- Passage shown -
[start]
Optical design of a Fresnel concentrating solar system for direct transmission of radiation through an optical fibre bundle

A challenge in high-temperature solar thermal applications is efficiently transferring the concentrated solar energy to the load. The use of a solar concentrator in conjunction with bundled optical fibres has advantages in terms of transmission efficiency compared to a conventional heat transfer system employing heat exchangers and a heat transfer fluid. In this paper, the transmission from a solar concentrator into and through an optical fibre bundle over distances of up to 100 m is estimated using simulations and experiments. A point focus Fresnel lens is employed to produce a concentrated beam with a smaller incident angle than the acceptance angle of the individual optical fibres in a bundle. Since the sunlight has a broad band spectrum and a very limited spatial coherence, interference effects can be neglected. Hence a ray tracing model covering absorption within the fibres and losses due to non-ideal internal reflections is employed. The intensity of the radiation across the exit plane of the fibre is found by integrating across all directions and wavelengths at each point. For a 15 mm diameter bundle comprising some 27,000 individual low OH fibres, the average transmission per metre length of fibre is found to be 52% with the Fresnel lens. Around two thirds of the loss occurred at the entrance plane to the bundle, due to absorption in the packing material between the individual fibres. (C) 2015 Elsevier Ltd. All rights reserved.
[end]
- Written instruction 1 -
Reproduce the abstract on Fresnel solar concentration word for word.
The abstract and the records that come after it are unrelated material.

- Task data -
[start]
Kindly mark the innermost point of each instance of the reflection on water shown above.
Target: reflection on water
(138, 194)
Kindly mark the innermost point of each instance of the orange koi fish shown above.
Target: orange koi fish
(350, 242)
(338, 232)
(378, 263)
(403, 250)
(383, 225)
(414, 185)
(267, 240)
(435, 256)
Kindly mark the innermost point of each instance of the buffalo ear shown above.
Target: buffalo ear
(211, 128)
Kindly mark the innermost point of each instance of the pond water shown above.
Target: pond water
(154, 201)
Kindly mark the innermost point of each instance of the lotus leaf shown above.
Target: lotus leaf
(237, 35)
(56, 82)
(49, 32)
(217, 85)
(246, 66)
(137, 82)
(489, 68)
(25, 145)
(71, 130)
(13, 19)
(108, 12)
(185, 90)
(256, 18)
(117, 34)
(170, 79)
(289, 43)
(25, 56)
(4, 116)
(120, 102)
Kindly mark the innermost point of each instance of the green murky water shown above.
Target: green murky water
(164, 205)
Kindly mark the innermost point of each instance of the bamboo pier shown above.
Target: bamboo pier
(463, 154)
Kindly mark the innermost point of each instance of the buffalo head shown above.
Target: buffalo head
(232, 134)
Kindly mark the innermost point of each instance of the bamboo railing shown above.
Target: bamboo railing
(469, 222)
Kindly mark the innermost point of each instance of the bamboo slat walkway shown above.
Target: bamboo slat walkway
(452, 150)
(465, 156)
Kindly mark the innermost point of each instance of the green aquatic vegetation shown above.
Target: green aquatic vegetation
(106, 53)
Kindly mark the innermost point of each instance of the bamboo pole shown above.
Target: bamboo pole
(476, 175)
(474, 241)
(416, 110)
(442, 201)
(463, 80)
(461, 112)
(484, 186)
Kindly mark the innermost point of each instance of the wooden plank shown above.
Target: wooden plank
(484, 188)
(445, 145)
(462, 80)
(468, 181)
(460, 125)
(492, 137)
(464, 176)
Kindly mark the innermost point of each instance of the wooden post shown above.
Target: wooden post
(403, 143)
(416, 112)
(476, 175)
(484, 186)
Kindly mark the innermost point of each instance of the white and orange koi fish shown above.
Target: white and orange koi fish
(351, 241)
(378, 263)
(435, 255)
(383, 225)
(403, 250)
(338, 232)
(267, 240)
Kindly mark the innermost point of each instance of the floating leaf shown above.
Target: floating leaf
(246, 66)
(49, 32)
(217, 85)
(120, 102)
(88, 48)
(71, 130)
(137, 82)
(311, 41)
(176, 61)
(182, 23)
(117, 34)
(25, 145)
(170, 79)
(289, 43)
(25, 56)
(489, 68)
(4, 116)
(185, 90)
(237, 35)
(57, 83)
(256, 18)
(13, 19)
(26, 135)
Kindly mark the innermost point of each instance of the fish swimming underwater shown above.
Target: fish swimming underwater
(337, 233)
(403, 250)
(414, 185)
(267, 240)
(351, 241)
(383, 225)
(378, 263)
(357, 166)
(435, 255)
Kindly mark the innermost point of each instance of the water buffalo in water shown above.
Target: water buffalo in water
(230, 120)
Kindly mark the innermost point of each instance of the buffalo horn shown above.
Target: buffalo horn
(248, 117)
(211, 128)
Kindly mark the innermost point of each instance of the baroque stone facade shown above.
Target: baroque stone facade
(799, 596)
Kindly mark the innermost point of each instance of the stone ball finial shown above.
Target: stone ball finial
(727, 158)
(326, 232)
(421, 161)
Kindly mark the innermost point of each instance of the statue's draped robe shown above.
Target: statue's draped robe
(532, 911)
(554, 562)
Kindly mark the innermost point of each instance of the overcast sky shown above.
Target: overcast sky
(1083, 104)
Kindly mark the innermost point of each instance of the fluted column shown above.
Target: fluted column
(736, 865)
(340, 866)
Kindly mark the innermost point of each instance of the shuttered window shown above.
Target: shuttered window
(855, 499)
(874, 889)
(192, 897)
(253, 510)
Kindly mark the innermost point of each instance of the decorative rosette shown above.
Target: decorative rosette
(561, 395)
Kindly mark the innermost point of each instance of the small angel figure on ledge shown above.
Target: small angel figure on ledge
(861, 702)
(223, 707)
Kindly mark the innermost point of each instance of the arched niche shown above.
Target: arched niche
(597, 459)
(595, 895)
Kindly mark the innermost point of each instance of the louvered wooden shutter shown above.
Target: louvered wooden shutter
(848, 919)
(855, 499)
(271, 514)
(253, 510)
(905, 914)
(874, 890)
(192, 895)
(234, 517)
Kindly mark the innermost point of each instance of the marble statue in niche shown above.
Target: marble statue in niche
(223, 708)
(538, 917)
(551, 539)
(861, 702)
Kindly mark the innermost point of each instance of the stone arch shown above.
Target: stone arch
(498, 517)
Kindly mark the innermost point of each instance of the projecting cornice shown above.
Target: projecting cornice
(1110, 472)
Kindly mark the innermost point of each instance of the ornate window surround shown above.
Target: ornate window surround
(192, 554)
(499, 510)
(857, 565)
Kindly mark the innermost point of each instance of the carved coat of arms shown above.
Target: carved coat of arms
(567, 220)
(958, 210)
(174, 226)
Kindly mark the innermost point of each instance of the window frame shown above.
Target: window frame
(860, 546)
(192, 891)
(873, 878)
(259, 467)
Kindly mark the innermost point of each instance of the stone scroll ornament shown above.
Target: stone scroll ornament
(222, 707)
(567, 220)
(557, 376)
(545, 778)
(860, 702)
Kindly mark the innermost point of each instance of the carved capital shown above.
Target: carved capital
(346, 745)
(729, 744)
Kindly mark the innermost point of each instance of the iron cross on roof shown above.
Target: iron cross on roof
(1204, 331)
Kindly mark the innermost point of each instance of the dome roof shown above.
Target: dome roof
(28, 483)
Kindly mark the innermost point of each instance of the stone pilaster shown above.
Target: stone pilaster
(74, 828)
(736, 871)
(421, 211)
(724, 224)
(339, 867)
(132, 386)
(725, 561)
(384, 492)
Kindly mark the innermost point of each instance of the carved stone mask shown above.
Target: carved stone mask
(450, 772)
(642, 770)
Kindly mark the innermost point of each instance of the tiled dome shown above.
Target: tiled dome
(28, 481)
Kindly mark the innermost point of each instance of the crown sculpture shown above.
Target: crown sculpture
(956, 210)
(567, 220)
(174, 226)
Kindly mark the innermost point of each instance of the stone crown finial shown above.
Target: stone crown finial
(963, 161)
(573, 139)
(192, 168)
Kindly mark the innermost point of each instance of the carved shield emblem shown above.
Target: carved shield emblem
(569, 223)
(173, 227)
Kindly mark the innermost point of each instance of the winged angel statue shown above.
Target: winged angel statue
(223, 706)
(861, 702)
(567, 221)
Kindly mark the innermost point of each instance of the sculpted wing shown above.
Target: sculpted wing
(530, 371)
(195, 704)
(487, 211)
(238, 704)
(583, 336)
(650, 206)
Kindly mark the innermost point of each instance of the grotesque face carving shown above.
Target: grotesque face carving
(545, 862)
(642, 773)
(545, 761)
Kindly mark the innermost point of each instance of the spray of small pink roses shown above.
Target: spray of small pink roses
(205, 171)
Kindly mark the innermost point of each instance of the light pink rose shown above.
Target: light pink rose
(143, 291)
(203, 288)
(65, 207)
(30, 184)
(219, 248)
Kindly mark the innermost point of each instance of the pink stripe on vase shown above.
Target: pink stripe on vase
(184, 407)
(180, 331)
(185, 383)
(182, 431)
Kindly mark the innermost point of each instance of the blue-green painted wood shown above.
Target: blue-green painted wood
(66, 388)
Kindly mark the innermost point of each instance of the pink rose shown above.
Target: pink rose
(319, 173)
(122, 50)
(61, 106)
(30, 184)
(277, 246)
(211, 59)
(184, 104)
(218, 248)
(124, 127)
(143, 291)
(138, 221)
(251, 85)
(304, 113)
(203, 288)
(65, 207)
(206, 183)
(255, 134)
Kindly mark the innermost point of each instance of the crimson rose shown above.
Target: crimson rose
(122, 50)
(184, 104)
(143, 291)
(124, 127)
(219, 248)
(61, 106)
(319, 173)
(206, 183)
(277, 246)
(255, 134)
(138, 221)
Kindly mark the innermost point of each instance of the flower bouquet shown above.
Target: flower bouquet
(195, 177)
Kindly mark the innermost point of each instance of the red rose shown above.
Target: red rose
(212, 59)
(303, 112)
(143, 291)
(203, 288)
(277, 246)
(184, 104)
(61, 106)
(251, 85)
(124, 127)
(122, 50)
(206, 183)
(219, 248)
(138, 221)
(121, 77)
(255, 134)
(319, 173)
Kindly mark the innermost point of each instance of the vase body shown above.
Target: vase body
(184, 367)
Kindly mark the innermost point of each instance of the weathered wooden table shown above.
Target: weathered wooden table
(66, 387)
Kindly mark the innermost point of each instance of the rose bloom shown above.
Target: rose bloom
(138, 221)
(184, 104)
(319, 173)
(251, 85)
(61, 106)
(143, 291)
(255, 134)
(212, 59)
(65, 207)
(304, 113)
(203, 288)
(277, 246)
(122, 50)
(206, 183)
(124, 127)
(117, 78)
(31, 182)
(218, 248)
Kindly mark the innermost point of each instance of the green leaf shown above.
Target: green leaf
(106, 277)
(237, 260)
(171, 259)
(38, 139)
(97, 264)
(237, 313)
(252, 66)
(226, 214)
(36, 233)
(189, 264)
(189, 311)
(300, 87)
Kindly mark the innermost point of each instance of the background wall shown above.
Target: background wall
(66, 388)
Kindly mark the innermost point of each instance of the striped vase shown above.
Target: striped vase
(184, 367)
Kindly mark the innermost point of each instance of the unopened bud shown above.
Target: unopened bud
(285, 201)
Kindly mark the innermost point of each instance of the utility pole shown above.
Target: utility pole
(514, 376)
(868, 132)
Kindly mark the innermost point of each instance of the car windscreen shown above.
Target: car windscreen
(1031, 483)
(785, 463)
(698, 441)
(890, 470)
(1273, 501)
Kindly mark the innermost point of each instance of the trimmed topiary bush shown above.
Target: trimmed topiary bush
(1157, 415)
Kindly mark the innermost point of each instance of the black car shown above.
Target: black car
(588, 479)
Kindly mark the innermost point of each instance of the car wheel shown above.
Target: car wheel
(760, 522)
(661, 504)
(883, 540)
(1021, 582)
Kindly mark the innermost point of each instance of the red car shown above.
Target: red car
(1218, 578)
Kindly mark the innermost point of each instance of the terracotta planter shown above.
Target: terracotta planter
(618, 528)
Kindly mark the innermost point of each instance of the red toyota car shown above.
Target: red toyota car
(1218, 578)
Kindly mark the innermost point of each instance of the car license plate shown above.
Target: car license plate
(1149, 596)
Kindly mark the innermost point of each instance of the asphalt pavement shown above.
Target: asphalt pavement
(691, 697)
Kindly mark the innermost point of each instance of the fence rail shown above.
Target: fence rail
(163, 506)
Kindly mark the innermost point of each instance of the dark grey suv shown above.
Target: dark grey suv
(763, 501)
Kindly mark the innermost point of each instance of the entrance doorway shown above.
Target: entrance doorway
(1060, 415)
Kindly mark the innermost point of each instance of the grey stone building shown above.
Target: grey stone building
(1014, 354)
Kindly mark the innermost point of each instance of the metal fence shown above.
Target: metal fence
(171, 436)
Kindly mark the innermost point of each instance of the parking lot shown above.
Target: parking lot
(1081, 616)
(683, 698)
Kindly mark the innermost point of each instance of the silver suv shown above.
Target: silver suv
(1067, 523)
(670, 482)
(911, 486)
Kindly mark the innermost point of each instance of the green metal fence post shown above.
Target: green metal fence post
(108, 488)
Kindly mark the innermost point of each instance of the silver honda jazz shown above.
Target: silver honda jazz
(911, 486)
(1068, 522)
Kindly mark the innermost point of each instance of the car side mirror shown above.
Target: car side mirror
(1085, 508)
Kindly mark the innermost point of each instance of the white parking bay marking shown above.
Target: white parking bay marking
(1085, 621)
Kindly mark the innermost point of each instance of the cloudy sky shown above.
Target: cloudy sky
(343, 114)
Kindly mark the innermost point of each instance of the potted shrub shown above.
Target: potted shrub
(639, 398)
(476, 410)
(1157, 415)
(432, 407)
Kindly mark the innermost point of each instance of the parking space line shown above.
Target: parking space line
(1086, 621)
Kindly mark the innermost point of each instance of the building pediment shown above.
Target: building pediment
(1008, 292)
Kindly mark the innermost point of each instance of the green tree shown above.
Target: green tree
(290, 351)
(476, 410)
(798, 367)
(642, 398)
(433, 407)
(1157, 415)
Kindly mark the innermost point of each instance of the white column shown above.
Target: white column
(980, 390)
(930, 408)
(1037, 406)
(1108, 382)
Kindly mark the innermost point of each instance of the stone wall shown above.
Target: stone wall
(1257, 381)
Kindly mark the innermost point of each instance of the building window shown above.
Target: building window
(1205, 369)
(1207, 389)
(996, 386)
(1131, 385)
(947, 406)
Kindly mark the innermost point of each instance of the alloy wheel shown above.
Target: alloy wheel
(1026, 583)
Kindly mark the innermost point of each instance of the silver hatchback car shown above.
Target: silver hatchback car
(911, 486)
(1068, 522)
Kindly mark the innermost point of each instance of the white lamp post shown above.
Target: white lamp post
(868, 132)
[end]
- Written instruction 2 -
Transcribe the records verbatim, starting at the line containing "building window shown above." and continuing through the final line of the records, with both ends included.

- Written reply 1 -
Optical design of a Fresnel concentrating solar system for direct transmission of radiation through an optical fibre bundle

A challenge in high-temperature solar thermal applications is efficiently transferring the concentrated solar energy to the load. The use of a solar concentrator in conjunction with bundled optical fibres has advantages in terms of transmission efficiency compared to a conventional heat transfer system employing heat exchangers and a heat transfer fluid. In this paper, the transmission from a solar concentrator into and through an optical fibre bundle over distances of up to 100 m is estimated using simulations and experiments. A point focus Fresnel lens is employed to produce a concentrated beam with a smaller incident angle than the acceptance angle of the individual optical fibres in a bundle. Since the sunlight has a broad band spectrum and a very limited spatial coherence, interference effects can be neglected. Hence a ray tracing model covering absorption within the fibres and losses due to non-ideal internal reflections is employed. The intensity of the radiation across the exit plane of the fibre is found by integrating across all directions and wavelengths at each point. For a 15 mm diameter bundle comprising some 27,000 individual low OH fibres, the average transmission per metre length of fibre is found to be 52% with the Fresnel lens. Around two thirds of the loss occurred at the entrance plane to the bundle, due to absorption in the packing material between the individual fibres. (C) 2015 Elsevier Ltd. All rights reserved.

- Written reply 2 -
Kindly mark the innermost point of each instance of the building window shown above.
Target: building window
(1205, 369)
(1207, 389)
(996, 386)
(1131, 385)
(947, 406)
Kindly mark the innermost point of each instance of the alloy wheel shown above.
Target: alloy wheel
(1026, 583)
Kindly mark the innermost point of each instance of the silver hatchback car shown above.
Target: silver hatchback car
(911, 486)
(1068, 522)
Kindly mark the innermost point of each instance of the white lamp post shown above.
Target: white lamp post
(868, 132)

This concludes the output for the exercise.